● Document section
Well, this is going on too long, or I would go through some of the 3.exf5 e4 4.Ng1 lines, which I also think give White an advantage, albeit a smaller one. Kosten doesn't come to that conclusion, and I had to take into account several continuations and suggestions for Black from his book. I seriously doubt that there is a system in this opening to which he hasn't devoted many hours. It's easy to recommend this book as essential material for those involved with this gambit on either side of the board.
Drazen Marovic's 'Dynamic Pawn Play' is the successor to his 'Understanding Pawn Play in Chess'. I didn't find that earlier work of exceptional interest, since it seemed to be mostly a restatement of the standard thoughts on pawn structures. Worth getting and of high-quality, but not groundbreaking. 'Dynamic Pawn Play' is a more advanced book than that and contains some unique and original theoretical thinking. I wish that I could say that I have read more of it; for example, the back cover talks about discussion of the positional exchange sacrifice, a subject I have great interest in, but I haven't found it yet! I do think that the general structure of the book is very interesting: it is arranged 'historically' from the 'open centre' to the 'closed centre' to 'the dynamic centre'. As Marovic explains, the last section was never meant to be as large as the first two combined, but 'it is simply indicative of its frequent occurrence in master practice, the practical importance...and its general relevance to the state of theory of our times.'
Marovic claims that the open centre was well understood by the early part of this century, and that the closed centre was 'absorbed more slowly' but was broadly understood by the 1960s and, while the understanding has been much refined since, 'strong players perceived and understood its underlying mechanisms years ago.' But, he continues, 'We could hardly say that of the dynamic pawn centre', explaining that we are in a time of the 'spirit of experimentation, readiness to enter the unknown and take risks, but first and foremost to a new attitude borne out of the conviction that all is possible if supported by concrete calculation...' My impression of the book is that it broadly supports this thesis by concentrating on annotated examples that tend to be, but are not limited to, well-known games from chess history.

● Supplied entries
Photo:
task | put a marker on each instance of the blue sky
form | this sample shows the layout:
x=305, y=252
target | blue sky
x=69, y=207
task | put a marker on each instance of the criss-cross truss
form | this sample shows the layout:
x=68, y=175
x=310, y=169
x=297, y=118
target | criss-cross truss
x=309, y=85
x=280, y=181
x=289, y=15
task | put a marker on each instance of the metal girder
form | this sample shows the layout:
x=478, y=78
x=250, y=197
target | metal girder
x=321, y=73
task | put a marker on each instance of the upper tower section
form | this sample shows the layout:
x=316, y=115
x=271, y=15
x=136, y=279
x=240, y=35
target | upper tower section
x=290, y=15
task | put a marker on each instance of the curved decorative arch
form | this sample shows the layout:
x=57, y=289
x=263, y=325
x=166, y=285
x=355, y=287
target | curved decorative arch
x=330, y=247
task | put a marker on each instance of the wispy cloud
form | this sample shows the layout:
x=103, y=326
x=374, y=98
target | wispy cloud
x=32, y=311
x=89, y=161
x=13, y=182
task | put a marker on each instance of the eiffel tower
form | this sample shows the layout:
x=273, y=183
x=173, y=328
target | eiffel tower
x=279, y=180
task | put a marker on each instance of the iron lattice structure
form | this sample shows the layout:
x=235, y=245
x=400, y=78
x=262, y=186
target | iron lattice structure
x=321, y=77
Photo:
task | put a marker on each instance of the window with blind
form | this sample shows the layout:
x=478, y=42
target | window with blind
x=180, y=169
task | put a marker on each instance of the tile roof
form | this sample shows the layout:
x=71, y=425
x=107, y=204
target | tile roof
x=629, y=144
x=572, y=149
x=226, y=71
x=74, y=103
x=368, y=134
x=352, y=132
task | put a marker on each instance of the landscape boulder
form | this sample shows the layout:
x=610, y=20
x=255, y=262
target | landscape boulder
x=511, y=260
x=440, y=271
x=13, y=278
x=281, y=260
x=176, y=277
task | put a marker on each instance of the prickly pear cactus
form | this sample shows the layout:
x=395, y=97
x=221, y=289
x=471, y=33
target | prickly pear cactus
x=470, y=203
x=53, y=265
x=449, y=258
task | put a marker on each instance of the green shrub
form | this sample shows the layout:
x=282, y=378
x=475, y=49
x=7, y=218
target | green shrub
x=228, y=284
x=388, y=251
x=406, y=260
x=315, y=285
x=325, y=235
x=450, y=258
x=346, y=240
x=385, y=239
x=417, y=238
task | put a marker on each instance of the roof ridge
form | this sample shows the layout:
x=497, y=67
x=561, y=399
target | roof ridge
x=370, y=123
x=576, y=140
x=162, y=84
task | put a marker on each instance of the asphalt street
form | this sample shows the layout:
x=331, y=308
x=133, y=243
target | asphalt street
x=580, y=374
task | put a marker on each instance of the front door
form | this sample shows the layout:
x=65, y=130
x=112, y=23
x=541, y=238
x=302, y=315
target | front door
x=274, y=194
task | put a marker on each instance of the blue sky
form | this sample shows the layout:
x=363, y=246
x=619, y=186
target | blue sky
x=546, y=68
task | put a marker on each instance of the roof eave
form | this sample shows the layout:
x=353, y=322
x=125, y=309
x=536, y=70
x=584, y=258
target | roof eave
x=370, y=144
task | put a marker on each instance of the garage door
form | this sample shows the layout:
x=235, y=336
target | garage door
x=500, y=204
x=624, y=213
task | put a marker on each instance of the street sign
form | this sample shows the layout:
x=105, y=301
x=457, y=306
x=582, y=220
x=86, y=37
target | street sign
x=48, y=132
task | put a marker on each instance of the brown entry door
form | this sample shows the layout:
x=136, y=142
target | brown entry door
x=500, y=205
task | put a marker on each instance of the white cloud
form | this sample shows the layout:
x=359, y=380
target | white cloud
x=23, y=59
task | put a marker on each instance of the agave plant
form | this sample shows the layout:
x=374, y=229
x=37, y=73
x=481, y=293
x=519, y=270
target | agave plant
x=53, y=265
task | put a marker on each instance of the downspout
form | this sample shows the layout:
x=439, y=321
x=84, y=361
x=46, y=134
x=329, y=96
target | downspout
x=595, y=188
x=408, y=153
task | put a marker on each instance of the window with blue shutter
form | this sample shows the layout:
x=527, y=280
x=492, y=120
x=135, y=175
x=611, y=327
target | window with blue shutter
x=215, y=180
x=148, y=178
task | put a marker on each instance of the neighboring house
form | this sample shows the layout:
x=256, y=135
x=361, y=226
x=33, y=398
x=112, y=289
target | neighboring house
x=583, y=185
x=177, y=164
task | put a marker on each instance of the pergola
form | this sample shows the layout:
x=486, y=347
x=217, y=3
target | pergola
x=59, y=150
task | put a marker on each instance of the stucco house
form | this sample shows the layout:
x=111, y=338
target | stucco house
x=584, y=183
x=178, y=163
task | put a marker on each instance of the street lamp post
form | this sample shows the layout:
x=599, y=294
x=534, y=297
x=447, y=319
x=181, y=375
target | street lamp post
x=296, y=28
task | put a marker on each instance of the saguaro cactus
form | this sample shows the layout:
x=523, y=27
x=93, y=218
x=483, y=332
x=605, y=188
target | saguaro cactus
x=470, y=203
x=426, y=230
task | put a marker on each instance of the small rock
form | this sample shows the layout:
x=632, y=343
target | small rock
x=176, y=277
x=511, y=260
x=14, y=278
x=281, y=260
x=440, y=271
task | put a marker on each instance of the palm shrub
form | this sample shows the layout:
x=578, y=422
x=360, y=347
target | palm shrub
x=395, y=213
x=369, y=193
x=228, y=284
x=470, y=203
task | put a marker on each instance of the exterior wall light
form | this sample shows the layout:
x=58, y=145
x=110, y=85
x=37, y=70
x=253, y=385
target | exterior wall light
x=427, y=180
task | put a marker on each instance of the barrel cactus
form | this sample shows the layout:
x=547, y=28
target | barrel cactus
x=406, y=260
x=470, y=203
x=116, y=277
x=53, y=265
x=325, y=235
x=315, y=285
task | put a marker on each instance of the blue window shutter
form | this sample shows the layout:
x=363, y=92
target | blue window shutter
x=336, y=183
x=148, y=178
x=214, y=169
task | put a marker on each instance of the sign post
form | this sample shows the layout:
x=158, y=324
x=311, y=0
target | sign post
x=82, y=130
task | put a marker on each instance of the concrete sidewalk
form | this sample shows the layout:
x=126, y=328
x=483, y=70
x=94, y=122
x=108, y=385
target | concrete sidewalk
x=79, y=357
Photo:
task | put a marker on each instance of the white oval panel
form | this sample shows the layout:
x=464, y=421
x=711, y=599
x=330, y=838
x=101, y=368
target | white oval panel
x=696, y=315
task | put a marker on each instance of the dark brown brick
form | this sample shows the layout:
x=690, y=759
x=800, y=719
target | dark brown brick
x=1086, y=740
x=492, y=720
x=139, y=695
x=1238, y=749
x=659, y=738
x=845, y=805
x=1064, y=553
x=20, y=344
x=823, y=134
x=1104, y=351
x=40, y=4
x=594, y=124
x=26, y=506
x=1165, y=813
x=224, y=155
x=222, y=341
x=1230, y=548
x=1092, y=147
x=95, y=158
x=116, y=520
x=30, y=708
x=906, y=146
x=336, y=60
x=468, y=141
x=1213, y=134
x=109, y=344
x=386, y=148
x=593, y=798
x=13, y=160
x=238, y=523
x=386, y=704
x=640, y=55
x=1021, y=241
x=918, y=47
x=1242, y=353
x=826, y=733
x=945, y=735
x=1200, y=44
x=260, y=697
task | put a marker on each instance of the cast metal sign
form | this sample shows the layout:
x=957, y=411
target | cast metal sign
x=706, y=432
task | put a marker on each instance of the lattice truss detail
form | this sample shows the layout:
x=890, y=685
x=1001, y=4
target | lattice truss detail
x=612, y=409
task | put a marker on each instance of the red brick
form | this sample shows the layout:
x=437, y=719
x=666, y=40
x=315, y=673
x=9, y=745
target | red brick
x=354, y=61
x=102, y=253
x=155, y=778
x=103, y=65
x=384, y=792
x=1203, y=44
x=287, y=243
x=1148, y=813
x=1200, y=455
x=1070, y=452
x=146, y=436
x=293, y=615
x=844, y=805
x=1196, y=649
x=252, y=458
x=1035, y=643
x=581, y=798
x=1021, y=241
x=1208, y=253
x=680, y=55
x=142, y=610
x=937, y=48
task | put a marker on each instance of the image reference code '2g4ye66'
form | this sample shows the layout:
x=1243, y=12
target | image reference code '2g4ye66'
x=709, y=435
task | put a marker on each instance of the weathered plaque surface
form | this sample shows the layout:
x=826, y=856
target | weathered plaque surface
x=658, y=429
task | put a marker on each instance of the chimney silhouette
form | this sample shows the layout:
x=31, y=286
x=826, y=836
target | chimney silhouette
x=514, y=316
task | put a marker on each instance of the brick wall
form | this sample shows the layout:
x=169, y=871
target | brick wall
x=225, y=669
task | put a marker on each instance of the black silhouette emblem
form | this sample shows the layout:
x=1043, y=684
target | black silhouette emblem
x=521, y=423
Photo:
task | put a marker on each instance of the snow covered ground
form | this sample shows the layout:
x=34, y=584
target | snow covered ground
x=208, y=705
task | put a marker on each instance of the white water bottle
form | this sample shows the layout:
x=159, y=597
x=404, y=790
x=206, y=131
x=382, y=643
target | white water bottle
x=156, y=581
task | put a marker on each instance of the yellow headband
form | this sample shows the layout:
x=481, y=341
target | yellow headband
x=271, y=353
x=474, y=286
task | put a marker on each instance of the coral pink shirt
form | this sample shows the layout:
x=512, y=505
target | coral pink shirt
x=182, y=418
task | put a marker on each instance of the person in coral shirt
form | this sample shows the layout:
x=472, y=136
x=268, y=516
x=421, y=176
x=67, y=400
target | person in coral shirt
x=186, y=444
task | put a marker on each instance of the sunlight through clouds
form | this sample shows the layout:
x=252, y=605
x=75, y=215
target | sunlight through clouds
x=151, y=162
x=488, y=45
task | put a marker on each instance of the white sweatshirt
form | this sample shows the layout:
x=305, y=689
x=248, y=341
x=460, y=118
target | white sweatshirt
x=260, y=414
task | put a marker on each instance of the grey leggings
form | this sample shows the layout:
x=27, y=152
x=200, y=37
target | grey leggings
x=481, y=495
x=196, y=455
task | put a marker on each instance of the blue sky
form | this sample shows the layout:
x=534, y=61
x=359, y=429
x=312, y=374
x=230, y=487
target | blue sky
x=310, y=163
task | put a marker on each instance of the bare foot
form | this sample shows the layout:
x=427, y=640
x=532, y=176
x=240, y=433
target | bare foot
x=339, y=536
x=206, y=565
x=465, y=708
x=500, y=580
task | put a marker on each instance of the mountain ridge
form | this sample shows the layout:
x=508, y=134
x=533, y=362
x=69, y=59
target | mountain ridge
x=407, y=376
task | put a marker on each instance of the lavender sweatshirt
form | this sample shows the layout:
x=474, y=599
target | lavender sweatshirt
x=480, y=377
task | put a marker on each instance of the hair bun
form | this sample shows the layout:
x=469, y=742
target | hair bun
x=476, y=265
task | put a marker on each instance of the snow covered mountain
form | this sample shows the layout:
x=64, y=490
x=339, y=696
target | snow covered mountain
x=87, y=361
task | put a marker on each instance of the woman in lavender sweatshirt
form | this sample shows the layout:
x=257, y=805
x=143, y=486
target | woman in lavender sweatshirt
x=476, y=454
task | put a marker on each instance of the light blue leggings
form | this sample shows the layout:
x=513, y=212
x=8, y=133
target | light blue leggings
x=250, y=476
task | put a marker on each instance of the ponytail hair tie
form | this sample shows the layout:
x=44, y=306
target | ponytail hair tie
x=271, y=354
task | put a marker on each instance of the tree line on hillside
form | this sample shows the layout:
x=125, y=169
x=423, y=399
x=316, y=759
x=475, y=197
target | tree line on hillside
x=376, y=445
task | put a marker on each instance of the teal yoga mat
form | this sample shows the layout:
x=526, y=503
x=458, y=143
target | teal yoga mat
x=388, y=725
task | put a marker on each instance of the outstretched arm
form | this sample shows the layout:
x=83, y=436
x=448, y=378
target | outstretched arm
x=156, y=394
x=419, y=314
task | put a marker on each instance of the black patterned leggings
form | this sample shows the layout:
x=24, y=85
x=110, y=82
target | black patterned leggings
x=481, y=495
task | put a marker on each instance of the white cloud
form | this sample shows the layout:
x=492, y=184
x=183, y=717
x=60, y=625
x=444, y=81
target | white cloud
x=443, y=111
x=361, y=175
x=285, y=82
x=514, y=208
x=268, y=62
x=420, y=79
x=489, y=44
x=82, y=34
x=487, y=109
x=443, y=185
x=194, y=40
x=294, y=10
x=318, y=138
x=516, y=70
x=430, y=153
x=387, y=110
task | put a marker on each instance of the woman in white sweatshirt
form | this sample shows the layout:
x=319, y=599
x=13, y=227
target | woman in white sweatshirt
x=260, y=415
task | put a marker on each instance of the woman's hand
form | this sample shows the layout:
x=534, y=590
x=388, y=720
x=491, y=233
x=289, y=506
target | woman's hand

● Your task
Answer these questions from the chess book review:
1. What does the reviewer think the 3.exf5 e4 4.Ng1 lines give White?
2. Which earlier book is 'Dynamic Pawn Play' the successor to?
3. According to Marovic, by what decade was the closed centre broadly understood?
You won't need the records for this.

● Reply
1. An advantage, though a smaller one.
2. 'Understanding Pawn Play in Chess'.
3. The 1960s.